### WRITTEN REQUEST
Change every "placing a dot on each" in the rows below to "marking each with a dot" and reproduce the rows with nothing else altered.

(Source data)
◇ ◇ ◇
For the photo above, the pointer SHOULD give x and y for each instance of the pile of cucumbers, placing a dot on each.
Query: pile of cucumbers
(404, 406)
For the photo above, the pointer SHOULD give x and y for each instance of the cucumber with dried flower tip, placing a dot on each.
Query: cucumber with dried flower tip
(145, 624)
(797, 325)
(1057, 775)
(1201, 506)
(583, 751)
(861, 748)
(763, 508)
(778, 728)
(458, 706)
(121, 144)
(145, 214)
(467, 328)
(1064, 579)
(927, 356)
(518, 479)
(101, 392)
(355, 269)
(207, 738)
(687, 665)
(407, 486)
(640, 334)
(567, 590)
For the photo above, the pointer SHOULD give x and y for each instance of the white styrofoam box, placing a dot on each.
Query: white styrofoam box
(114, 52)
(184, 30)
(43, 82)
◇ ◇ ◇
### EXERCISE ANSWER
For the photo above, the pointer SHOULD give x and y for each instance of the pile of cucumbers, marking each with a dot.
Query: pile of cucumbers
(404, 406)
For the photo above, the pointer SHOULD give x and y for each instance of the cucumber with dried flower tip, marking each with a dot.
Query: cucumber with dried flower tip
(145, 624)
(797, 325)
(1057, 775)
(1201, 506)
(583, 751)
(861, 748)
(763, 508)
(778, 728)
(458, 706)
(121, 144)
(145, 214)
(467, 328)
(1064, 579)
(927, 356)
(518, 479)
(101, 392)
(355, 269)
(207, 738)
(687, 665)
(407, 486)
(640, 334)
(567, 590)
For the photo above, the pointer SHOULD give x and y for each instance of the white styrofoam box, marking each with a dot.
Query: white styrofoam box
(114, 52)
(184, 30)
(43, 82)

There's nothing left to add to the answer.